● EXERCISE REQUIREMENTS
The records under this task must be duplicated exactly.

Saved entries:
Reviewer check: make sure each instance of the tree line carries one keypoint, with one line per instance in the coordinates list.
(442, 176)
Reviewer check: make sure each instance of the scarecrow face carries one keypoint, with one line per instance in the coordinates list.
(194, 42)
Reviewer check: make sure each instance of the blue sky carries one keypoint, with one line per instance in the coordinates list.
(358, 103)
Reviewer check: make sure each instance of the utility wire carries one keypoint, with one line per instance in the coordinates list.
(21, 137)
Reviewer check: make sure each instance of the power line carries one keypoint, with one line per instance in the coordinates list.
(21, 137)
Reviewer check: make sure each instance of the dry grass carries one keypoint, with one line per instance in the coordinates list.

● RESPONSE BELOW
Reviewer check: make sure each instance of the tree line carries one keypoint, with one line per instance in the coordinates list.
(442, 176)
Reviewer check: make sure each instance of the scarecrow face carries one keypoint, with one line per instance in the coordinates list.
(194, 42)
Reviewer check: make sure each instance of the blue sky carries one keypoint, with one line per instance in the coordinates list.
(358, 103)
Reviewer check: make sure each instance of the utility wire carries one keypoint, with one line per instance in the coordinates list.
(21, 137)
Reviewer check: make sure each instance of the power line carries one keypoint, with one line per instance in the coordinates list.
(21, 137)
Reviewer check: make sure each instance of the dry grass carries one keypoint, with one line per instance in the coordinates list.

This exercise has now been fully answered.